--- Start Data to process ---

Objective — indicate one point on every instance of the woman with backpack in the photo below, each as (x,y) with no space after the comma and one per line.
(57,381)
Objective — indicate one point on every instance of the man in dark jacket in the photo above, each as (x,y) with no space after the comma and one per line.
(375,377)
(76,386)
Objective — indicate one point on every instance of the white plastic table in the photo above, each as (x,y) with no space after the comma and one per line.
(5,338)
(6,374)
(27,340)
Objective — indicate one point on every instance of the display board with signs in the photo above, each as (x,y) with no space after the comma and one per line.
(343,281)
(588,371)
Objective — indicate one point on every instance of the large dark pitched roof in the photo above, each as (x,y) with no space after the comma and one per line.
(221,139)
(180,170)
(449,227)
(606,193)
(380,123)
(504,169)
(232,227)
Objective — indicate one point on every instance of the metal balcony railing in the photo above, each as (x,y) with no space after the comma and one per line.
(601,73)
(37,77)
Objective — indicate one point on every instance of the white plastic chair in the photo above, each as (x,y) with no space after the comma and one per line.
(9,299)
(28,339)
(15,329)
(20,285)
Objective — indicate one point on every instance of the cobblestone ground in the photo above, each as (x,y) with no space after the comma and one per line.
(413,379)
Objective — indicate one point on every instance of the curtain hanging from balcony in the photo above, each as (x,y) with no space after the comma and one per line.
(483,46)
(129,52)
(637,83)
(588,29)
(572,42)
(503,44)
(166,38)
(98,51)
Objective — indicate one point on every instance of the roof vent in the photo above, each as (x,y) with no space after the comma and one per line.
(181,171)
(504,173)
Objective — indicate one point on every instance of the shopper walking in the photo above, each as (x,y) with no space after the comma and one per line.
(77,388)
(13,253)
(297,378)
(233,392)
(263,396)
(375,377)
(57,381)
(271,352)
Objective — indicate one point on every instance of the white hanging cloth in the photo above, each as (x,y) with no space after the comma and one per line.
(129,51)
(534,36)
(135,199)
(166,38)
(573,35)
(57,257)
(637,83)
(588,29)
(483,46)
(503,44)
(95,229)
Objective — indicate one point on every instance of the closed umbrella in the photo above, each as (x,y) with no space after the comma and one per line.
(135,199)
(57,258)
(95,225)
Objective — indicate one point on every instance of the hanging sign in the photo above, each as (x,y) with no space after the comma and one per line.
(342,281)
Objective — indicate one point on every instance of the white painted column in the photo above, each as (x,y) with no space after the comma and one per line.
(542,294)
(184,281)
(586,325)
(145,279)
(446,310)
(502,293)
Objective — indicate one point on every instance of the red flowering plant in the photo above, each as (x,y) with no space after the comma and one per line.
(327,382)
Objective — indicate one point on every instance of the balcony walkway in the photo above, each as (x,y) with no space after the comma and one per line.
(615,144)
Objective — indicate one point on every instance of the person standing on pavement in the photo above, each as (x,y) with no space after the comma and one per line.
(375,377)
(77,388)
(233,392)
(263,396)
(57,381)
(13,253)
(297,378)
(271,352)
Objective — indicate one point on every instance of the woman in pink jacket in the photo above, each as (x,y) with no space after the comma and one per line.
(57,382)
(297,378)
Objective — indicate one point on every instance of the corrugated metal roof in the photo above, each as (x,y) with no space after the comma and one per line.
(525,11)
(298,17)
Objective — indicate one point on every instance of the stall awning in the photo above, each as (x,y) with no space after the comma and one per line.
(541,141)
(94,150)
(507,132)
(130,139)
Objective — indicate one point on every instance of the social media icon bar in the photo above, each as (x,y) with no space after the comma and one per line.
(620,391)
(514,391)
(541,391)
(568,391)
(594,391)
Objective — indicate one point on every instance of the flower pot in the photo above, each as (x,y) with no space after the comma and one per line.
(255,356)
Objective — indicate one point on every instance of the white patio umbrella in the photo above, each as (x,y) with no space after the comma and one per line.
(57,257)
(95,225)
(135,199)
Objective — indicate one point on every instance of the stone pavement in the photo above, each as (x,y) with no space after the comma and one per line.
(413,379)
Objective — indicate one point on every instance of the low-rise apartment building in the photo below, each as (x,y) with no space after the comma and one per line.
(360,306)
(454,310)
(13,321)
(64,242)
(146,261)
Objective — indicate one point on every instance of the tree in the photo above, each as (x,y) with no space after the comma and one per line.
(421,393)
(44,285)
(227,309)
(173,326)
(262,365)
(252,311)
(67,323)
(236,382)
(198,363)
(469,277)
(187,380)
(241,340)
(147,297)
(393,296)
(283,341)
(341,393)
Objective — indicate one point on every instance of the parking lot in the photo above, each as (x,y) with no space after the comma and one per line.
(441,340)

--- End Data to process ---

▸ **Task directions**
Express every line of the listing above as a JSON list of strings, one string per line, omitting any blank lines.

▸ **Correct result**
[
  "Objective — indicate one point on every instance of the woman with backpack in the photo below, each as (x,y) with no space after the comma and one per line.",
  "(57,381)",
  "Objective — indicate one point on every instance of the man in dark jacket in the photo above, each as (x,y) with no space after the comma and one per line.",
  "(375,377)",
  "(76,386)",
  "Objective — indicate one point on every instance of the white plastic table in the photo above, each as (x,y) with no space after the comma and one per line.",
  "(5,338)",
  "(6,374)",
  "(27,340)",
  "Objective — indicate one point on every instance of the display board with signs in the photo above, each as (x,y) with no space after the comma and one per line.",
  "(343,281)",
  "(588,371)",
  "Objective — indicate one point on every instance of the large dark pitched roof in the photo above, each as (x,y) with no space after the comma and one per line.",
  "(221,139)",
  "(180,170)",
  "(449,227)",
  "(606,193)",
  "(380,123)",
  "(504,169)",
  "(232,227)",
  "Objective — indicate one point on every instance of the metal balcony railing in the photo above, each as (x,y) with no space after the comma and one per line.",
  "(601,73)",
  "(37,77)",
  "Objective — indicate one point on every instance of the white plastic chair in the photo above, each as (x,y) with no space after the comma and one per line.",
  "(9,299)",
  "(28,339)",
  "(15,329)",
  "(20,285)",
  "Objective — indicate one point on every instance of the cobblestone ground in the photo above, each as (x,y) with no space after the comma and one per line.",
  "(413,379)",
  "Objective — indicate one point on every instance of the curtain hanging from balcony in the photo above, each as (x,y) with no space after the comma and one per line.",
  "(483,46)",
  "(129,52)",
  "(637,83)",
  "(588,29)",
  "(572,42)",
  "(503,44)",
  "(166,38)",
  "(98,51)",
  "Objective — indicate one point on every instance of the roof vent in the photo above, each as (x,y) with no space after the comma and one per line.",
  "(181,171)",
  "(504,173)",
  "Objective — indicate one point on every instance of the shopper walking in the photo above, each as (x,y) with no space after the comma and one per line.",
  "(77,388)",
  "(13,253)",
  "(297,378)",
  "(233,392)",
  "(263,396)",
  "(375,377)",
  "(57,381)",
  "(271,352)",
  "Objective — indicate one point on every instance of the white hanging cloth in the photo above, each as (x,y) with no space after the comma and one per line.",
  "(129,51)",
  "(534,36)",
  "(135,199)",
  "(166,38)",
  "(573,35)",
  "(57,257)",
  "(637,83)",
  "(588,29)",
  "(483,46)",
  "(503,44)",
  "(95,229)",
  "Objective — indicate one point on every instance of the closed umbrella in the photo above, each as (x,y) with no space after the comma and one per line.",
  "(135,199)",
  "(57,258)",
  "(95,225)",
  "Objective — indicate one point on every instance of the hanging sign in the photo above, each as (x,y) with no space after the comma and one per line.",
  "(342,281)",
  "Objective — indicate one point on every instance of the white painted column in the photo above, each as (x,y) with no space after the comma and one per line.",
  "(542,294)",
  "(184,281)",
  "(586,325)",
  "(145,279)",
  "(446,310)",
  "(502,293)",
  "Objective — indicate one point on every instance of the red flowering plant in the photo above, each as (x,y) with no space after the comma and one per line.",
  "(327,382)",
  "Objective — indicate one point on every instance of the balcony walkway in the photo above, each as (x,y) with no space after the comma and one per line.",
  "(615,144)",
  "Objective — indicate one point on every instance of the person standing on pavement in the photo above, each as (x,y) with no space after the comma and one per line.",
  "(375,377)",
  "(77,388)",
  "(233,392)",
  "(263,396)",
  "(57,381)",
  "(13,253)",
  "(297,378)",
  "(271,352)",
  "Objective — indicate one point on every instance of the woman in pink jacket in the photo above, each as (x,y) with no space after the comma and one per line.",
  "(57,382)",
  "(297,378)",
  "Objective — indicate one point on every instance of the corrugated metal roof in the photo above, each as (x,y) with no space after the comma and one per line.",
  "(525,11)",
  "(298,17)",
  "Objective — indicate one point on every instance of the stall awning in the photo above, each as (x,y) with no space after the comma and one per line.",
  "(541,141)",
  "(94,150)",
  "(507,132)",
  "(130,139)",
  "Objective — indicate one point on every instance of the social media icon bar in the photo above, each as (x,y) with no space after the comma and one per line.",
  "(620,391)",
  "(514,391)",
  "(541,391)",
  "(568,391)",
  "(594,391)",
  "Objective — indicate one point on every instance of the flower pot in the photo above, each as (x,y) with no space after the comma and one per line.",
  "(255,356)",
  "Objective — indicate one point on every instance of the white patio umbrella in the photo above, each as (x,y) with no space after the comma and one per line.",
  "(57,257)",
  "(95,225)",
  "(135,199)",
  "Objective — indicate one point on every instance of the stone pavement in the photo above, each as (x,y) with no space after the comma and one per line.",
  "(413,379)",
  "Objective — indicate one point on every instance of the low-rise apartment building in the photo below, each as (x,y) with no space after the comma and one per line.",
  "(360,306)",
  "(454,310)",
  "(13,321)",
  "(64,242)",
  "(146,261)",
  "Objective — indicate one point on every instance of the tree in the photo above, each as (x,y) with no space after the comma and one per line.",
  "(421,393)",
  "(44,285)",
  "(227,309)",
  "(173,326)",
  "(262,365)",
  "(252,311)",
  "(67,323)",
  "(236,382)",
  "(198,363)",
  "(469,277)",
  "(187,380)",
  "(241,340)",
  "(147,297)",
  "(393,296)",
  "(283,341)",
  "(341,393)",
  "Objective — indicate one point on every instance of the parking lot in the photo above, each as (x,y) with no space after the comma and one per line.",
  "(441,340)"
]